Lesbian, gay, bisexual, and transgender (LGBT) people in  Guinea face legal challenges not experienced by non-LGBT residents. Both male and female same-sex sexual activity is illegal in Guinea.

Law regarding same-sex sexual activity

The Guinean Penal Code provides as follows.

 Article 325.
Any indecent act or act against nature committed with an individual of the same sex will be punished by imprisonment of six months to three years and a fine of 100,000 to 1,000,000 Guinean francs. If the act was committed with a minor under 21 years of age, the maximum sentence must be pronounced. If the act was consummated or attempted with violence or attempted violence, the guilty person will be condemned to five to ten years of imprisonment.

 Article 326.
A public indecency is defined as any intentional act committed publicly and likely to offend the decency and the moral sentiments of those who are its inadvertent witnesses.

 Article 327.
Any person that has committed a public indecency will be punished by three months to two years of imprisonment and a fine of 50,000 to 450,000 Guinean francs or simply by one of these two punishments.

When an indecent act is committed by a group of individuals, the penalties described in the first paragraph of the current article will be doubled.

Recognition of same-sex unions

There is no recognition of same-sex unions.
● ● ● ● ●
# Directive 1:
Show every line of the records that contains the string "brown", treating uppercase and lowercase as different.
The text above and the records that follow are unrelated material.
● ● ● ● ●
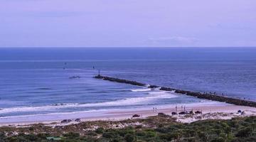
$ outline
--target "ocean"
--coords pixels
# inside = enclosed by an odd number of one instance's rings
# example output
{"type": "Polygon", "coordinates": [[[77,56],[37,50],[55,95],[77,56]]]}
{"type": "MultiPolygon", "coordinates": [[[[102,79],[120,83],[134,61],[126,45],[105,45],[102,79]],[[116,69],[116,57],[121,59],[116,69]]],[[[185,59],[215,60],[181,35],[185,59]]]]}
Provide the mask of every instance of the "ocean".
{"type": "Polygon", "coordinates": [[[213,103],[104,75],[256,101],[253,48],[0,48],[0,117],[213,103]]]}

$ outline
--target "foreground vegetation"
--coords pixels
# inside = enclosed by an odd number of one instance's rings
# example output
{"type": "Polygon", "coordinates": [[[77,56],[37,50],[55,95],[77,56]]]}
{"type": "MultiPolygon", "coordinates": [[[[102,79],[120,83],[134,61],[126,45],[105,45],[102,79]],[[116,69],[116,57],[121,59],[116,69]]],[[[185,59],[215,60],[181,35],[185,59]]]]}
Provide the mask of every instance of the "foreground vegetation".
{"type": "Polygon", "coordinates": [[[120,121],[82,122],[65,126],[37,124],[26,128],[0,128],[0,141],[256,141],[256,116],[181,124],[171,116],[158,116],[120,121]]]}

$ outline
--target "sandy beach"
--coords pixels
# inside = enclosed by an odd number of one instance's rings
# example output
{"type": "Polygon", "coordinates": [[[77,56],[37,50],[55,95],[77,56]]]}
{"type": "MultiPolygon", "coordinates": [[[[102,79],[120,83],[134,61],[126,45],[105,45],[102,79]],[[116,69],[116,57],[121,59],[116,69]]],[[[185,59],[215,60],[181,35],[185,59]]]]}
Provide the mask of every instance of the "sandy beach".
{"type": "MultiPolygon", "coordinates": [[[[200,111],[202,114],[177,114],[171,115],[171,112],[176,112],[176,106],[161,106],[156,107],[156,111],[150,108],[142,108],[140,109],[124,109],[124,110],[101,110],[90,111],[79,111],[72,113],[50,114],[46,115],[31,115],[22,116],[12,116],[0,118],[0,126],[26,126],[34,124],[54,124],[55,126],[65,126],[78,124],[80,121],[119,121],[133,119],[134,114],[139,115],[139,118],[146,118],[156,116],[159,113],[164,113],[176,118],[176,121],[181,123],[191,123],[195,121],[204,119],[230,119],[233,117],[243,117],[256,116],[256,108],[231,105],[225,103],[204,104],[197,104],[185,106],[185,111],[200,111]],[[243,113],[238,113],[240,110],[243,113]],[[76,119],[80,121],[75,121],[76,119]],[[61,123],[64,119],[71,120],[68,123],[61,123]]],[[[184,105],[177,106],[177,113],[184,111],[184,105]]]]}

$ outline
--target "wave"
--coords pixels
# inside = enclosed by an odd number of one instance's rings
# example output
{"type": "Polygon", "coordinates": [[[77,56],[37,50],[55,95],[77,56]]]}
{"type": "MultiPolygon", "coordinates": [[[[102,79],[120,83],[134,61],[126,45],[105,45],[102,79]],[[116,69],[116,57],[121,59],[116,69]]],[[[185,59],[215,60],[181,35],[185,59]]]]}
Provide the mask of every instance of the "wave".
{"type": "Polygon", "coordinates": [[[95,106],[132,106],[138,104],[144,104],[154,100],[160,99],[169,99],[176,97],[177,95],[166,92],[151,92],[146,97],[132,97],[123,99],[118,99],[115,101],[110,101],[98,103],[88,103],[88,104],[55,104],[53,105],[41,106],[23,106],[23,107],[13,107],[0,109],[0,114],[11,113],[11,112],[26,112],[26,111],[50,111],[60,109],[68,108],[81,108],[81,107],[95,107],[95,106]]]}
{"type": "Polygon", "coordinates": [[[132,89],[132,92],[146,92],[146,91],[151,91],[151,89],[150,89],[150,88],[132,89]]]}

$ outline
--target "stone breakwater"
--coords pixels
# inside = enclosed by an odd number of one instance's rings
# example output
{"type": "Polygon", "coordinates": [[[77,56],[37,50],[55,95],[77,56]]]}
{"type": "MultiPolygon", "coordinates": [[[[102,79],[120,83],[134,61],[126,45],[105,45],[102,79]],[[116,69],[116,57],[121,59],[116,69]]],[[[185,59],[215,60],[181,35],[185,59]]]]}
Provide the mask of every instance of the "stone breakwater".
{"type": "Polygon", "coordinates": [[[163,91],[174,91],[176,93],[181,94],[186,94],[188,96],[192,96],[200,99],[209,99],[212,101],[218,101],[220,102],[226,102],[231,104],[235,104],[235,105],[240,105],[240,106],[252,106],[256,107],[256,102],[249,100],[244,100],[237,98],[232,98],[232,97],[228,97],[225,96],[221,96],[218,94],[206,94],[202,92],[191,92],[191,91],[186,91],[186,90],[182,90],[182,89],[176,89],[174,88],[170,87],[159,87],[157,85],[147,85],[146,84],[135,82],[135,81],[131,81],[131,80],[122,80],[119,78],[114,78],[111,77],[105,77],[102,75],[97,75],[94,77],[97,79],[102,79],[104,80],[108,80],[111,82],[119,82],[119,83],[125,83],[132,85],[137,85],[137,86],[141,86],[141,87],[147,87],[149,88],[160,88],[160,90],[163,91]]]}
● ● ● ● ●
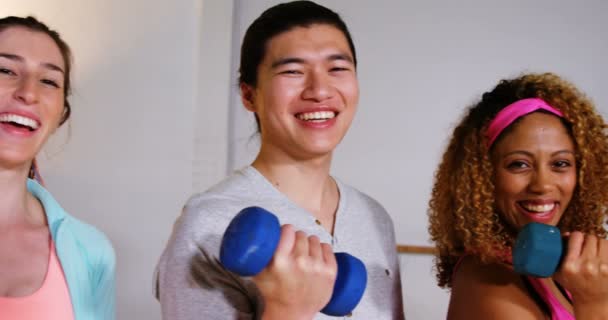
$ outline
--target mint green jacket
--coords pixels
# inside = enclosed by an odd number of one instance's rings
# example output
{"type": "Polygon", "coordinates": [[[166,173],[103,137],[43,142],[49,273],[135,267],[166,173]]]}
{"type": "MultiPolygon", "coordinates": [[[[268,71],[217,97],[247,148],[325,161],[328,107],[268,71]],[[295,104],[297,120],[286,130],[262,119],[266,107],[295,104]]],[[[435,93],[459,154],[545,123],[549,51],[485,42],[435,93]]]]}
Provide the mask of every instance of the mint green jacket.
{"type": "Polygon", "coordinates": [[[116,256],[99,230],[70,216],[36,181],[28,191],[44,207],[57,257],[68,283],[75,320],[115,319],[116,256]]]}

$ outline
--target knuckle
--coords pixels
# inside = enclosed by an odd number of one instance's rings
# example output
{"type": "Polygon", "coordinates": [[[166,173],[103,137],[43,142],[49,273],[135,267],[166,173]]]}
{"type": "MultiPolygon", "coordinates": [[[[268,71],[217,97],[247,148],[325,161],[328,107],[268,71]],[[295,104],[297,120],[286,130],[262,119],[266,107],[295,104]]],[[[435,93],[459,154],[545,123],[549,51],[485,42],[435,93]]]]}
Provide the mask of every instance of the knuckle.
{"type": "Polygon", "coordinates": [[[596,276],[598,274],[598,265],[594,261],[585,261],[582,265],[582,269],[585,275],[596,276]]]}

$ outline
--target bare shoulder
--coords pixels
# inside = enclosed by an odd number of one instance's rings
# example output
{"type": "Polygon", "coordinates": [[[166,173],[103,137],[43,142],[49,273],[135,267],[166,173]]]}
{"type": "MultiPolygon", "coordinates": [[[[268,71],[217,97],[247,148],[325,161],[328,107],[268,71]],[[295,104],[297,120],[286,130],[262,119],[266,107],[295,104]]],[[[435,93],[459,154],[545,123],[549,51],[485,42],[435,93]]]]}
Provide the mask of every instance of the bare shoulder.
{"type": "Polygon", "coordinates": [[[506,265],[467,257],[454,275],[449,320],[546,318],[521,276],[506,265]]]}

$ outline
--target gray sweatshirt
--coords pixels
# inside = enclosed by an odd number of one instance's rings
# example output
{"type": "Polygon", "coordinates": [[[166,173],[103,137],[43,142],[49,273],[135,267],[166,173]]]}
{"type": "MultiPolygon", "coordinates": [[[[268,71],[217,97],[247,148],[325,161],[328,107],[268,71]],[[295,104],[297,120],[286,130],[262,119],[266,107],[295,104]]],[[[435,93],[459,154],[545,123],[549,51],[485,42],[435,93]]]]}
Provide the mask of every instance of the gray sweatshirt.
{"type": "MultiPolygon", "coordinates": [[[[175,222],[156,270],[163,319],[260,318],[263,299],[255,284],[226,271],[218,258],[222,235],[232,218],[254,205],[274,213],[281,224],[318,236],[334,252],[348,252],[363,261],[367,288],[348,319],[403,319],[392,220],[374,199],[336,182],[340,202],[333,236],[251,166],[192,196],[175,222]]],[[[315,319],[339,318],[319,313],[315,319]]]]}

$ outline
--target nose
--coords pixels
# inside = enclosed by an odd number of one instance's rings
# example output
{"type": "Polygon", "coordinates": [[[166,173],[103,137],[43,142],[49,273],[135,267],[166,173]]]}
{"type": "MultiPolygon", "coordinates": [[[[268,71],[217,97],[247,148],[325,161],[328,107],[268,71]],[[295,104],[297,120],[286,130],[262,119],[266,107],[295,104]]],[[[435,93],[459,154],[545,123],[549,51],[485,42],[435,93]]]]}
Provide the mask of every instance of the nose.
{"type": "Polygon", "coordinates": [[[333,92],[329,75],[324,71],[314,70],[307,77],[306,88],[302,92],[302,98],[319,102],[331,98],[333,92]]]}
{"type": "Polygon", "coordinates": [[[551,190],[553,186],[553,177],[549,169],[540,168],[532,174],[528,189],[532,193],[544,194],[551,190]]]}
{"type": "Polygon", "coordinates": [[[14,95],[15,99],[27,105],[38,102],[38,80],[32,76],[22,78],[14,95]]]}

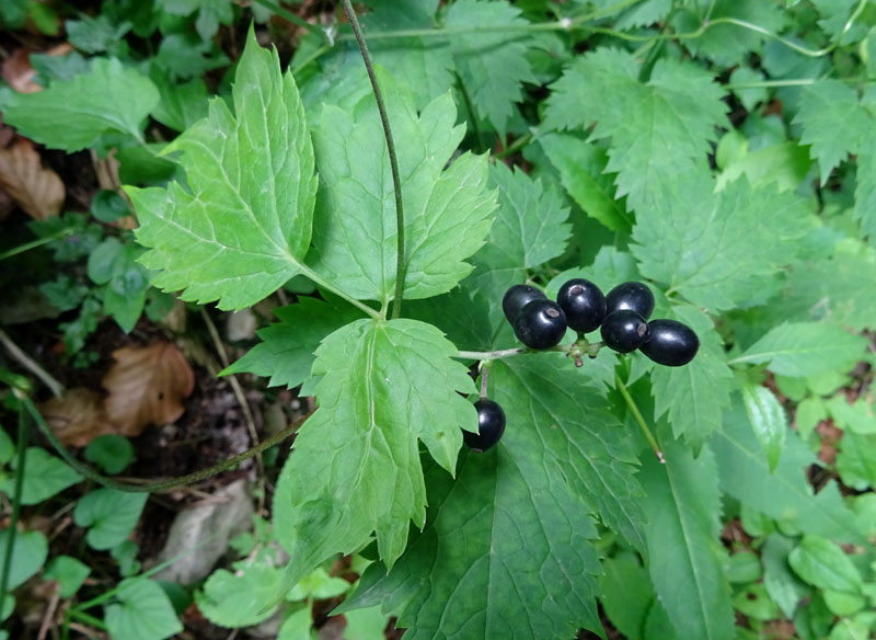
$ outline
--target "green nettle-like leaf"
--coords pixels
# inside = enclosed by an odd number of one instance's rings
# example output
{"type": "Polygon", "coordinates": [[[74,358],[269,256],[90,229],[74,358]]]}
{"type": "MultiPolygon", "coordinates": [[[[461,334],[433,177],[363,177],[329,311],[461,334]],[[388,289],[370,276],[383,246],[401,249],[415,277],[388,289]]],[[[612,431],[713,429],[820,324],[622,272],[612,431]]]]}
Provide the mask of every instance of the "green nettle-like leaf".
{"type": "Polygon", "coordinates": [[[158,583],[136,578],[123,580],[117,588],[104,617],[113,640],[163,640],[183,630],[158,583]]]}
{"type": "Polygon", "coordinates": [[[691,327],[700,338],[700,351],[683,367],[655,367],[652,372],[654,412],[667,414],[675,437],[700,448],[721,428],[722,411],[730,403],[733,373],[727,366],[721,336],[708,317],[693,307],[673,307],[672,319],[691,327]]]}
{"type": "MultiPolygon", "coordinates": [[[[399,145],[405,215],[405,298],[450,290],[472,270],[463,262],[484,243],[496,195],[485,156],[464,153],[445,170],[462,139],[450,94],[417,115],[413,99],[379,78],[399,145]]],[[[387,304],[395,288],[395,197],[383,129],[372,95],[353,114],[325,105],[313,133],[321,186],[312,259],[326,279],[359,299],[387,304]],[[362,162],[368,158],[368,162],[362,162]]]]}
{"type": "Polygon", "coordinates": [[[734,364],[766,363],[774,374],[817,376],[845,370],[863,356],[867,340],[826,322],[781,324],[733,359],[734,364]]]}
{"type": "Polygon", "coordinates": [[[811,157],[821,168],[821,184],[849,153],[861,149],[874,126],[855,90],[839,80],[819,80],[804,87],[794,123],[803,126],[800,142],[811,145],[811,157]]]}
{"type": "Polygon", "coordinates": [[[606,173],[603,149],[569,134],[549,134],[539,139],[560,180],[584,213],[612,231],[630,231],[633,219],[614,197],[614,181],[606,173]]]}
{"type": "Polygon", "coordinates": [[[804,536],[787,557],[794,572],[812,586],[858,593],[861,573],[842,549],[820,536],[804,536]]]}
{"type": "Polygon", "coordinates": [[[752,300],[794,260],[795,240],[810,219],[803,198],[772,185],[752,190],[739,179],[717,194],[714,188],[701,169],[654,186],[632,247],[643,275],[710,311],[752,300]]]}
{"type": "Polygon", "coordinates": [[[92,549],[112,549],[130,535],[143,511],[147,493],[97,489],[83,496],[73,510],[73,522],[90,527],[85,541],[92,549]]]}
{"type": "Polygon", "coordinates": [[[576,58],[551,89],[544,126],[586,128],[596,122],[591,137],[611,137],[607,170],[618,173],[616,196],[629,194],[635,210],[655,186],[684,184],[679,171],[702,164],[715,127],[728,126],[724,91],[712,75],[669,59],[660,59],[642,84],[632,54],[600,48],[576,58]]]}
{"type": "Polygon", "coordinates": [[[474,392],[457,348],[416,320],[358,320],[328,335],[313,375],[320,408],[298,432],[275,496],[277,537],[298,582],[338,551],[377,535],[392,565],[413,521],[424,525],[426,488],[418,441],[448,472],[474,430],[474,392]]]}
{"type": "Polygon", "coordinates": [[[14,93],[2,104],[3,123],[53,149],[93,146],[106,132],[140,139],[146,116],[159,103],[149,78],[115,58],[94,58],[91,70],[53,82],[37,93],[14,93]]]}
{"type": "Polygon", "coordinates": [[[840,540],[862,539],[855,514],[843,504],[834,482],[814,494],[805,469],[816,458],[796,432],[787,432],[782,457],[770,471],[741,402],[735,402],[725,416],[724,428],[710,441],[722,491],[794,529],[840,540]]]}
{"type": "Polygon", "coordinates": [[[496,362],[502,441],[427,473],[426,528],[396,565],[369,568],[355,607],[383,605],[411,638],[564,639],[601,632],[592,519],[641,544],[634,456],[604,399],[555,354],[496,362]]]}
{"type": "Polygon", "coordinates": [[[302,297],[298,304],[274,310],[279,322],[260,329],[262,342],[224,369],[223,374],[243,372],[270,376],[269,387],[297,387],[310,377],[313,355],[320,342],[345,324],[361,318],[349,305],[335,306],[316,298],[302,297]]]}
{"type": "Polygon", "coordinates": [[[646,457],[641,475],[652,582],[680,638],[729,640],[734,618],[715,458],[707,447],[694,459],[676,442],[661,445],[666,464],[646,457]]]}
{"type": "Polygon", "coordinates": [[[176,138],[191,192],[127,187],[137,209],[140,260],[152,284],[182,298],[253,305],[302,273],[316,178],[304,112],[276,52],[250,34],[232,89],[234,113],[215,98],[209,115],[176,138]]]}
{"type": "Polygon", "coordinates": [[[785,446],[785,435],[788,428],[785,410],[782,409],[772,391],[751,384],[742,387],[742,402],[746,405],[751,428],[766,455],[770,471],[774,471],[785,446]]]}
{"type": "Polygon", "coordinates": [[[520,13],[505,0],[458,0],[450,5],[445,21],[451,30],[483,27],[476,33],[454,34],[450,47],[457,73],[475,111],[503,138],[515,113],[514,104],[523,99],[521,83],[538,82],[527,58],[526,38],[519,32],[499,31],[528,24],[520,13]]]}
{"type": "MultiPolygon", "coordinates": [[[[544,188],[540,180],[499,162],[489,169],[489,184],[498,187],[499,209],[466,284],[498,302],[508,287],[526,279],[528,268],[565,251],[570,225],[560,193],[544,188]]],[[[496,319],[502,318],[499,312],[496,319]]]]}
● ● ● ● ●
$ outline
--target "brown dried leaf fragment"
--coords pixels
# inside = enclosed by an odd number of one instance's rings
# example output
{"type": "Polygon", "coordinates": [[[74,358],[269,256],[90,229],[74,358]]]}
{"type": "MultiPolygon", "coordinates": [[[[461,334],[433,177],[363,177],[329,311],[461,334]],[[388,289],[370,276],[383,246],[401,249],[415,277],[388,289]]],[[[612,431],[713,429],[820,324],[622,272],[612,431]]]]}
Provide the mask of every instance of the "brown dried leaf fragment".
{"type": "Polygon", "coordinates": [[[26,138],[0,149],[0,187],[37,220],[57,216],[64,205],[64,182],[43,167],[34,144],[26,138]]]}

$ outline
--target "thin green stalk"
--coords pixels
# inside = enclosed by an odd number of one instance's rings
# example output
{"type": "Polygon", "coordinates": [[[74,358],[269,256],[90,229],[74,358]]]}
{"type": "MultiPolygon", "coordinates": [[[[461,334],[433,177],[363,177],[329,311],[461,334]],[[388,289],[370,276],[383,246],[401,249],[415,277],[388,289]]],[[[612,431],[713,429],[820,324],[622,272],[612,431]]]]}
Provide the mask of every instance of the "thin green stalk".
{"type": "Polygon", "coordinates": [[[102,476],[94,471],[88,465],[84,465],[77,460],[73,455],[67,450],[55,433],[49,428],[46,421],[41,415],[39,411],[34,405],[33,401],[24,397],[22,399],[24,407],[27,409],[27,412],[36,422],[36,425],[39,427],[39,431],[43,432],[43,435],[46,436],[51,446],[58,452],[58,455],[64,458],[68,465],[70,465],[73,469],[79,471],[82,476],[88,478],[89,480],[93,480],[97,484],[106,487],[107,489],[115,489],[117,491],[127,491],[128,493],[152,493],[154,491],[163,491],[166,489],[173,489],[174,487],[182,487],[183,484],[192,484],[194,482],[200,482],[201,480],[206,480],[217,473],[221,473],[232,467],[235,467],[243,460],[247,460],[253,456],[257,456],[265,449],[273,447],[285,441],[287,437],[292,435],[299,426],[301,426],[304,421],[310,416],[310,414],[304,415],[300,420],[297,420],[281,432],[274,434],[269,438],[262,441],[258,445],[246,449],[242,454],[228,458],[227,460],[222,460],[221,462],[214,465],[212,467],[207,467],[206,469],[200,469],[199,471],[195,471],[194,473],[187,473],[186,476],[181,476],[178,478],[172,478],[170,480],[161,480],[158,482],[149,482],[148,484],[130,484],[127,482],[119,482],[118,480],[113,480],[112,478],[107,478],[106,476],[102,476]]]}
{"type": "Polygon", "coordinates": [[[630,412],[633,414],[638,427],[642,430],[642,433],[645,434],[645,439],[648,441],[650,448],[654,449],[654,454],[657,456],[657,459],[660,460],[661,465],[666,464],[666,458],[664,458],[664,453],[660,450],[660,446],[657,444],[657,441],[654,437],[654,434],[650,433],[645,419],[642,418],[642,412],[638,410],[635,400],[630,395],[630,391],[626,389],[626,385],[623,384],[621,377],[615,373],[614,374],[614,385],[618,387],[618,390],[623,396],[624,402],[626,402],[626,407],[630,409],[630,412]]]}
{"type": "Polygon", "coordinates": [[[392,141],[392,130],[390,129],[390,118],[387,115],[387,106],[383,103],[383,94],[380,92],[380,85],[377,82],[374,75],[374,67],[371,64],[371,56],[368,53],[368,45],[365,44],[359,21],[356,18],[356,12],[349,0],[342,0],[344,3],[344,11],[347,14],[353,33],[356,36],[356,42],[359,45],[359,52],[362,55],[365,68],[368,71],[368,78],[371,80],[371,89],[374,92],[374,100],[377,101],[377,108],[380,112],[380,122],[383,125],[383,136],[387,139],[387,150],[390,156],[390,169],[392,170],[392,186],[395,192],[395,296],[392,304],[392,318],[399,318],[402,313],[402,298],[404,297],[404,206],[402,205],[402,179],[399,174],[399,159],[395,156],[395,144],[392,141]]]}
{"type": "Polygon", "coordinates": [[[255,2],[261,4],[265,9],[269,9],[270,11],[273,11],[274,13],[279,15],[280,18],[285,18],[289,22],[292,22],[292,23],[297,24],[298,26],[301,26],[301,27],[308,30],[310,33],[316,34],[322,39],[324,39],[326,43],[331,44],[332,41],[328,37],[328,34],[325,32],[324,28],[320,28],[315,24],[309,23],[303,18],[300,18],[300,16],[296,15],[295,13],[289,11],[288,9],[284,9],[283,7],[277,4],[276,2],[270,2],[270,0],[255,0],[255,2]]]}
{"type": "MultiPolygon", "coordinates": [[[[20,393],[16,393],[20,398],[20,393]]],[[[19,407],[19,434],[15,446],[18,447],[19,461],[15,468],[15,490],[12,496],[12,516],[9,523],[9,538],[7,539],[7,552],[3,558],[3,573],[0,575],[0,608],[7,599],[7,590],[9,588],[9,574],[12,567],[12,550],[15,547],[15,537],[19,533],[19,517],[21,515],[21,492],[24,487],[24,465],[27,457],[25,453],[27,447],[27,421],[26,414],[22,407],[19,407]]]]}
● ● ● ● ●
# Directive 2:
Rename "Penal Code" to "Criminal Code" and write out the passage on LGBT rights in Guinea from "Lesbian, gay, bisexual, and" to "years of imprisonment." with that change.

# Exercise answer 1:
--target "brown dried leaf fragment"
Provide the mask of every instance of the "brown dried leaf fragment".

# Exercise answer 2:
Lesbian, gay, bisexual, and transgender (LGBT) people in  Guinea face legal challenges not experienced by non-LGBT residents. Both male and female same-sex sexual activity is illegal in Guinea.

Law regarding same-sex sexual activity

The Guinean Criminal Code provides as follows.

 Article 325.
Any indecent act or act against nature committed with an individual of the same sex will be punished by imprisonment of six months to three years and a fine of 100,000 to 1,000,000 Guinean francs. If the act was committed with a minor under 21 years of age, the maximum sentence must be pronounced. If the act was consummated or attempted with violence or attempted violence, the guilty person will be condemned to five to ten years of imprisonment.